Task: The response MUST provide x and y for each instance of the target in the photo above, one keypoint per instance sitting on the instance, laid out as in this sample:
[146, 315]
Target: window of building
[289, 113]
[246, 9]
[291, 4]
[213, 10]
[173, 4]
--------
» WHAT TO WORK ON: Render every line of the listing above as a JSON array of strings, one string per line, leaving out blank lines.

» CORRECT RESULT:
[
  "Task: The response MUST provide x and y for each instance of the target in the photo above, one keypoint per instance sitting on the instance, laid out as in this sample:",
  "[146, 315]",
  "Target: window of building",
  "[289, 113]",
  "[246, 9]",
  "[291, 4]",
  "[213, 10]",
  "[173, 4]"
]